- **REQUIRED TASKS**
a. Using the Fringe festival text, decide whether each statement agrees with it, answering yes or no and quoting the deciding words exactly: (i) Each Fringe show gets five performances spread across the festival's eleven days. (ii) Performing companies receive 60 percent of box office revenue. (iii) Dawn Bentley became executive director in October 2016.
b. Set down a passage of the Fringe festival text word for word, beginning at the words "Performing companies that" and stopping after the words "box office revenue.".

- **GIVEN TEXT**
Fringe shows are 60 minutes or less and appear in an official venue supplied by the festival for five performances stretched out over the festival's eleven days. Venues vary widely, with capacities ranging from 55 to over 400, and available configurations include black-box, proscenium, thrust or arena stages. Past venues include Minneapolis Theatre Garage, HUGE Improv Theater, Mixed Blood Theatre mainstage, Theatre de la Jeune Lune's side stage and the four stages at the University of Minnesota's Rarig Center. Normally, eleven shows will share a venue.
Performing companies that participate in the Fringe split a share of the ticket revenues with the festival and pay an application fee. Currently, the artists' share is 65 percent of the box office revenue.
The 2017 festival, which runs August 3-13, marks the 24th annual festival, the first under the leadership of executive director Dawn Bentley, who assumed this position on April 3, 2017, after former executive director Jeff D. Larson stepped down in October 2016.

- **DATA BLOCK**
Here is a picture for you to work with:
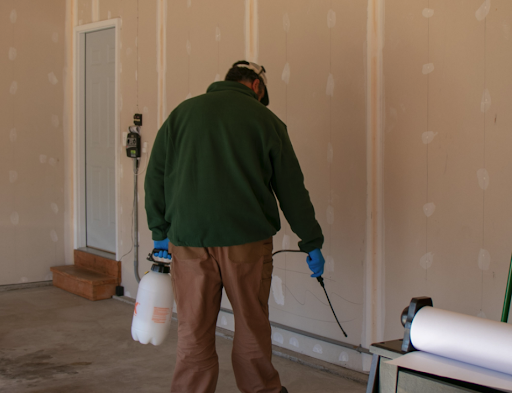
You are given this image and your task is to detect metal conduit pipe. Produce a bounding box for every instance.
[133,158,140,283]
[220,307,371,355]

- **RESPONSES IN ORDER**
a.
(i) Yes: "for five performances stretched out over the festival's eleven days"
(ii) No: "Currently, the artists' share is 65 percent of the box office revenue."
(iii) No: "who assumed this position on April 3, 2017, after former executive director Jeff D. Larson stepped down in October 2016"

b.
Performing companies that participate in the Fringe split a share of the ticket revenues with the festival and pay an application fee. Currently, the artists' share is 65 percent of the box office revenue.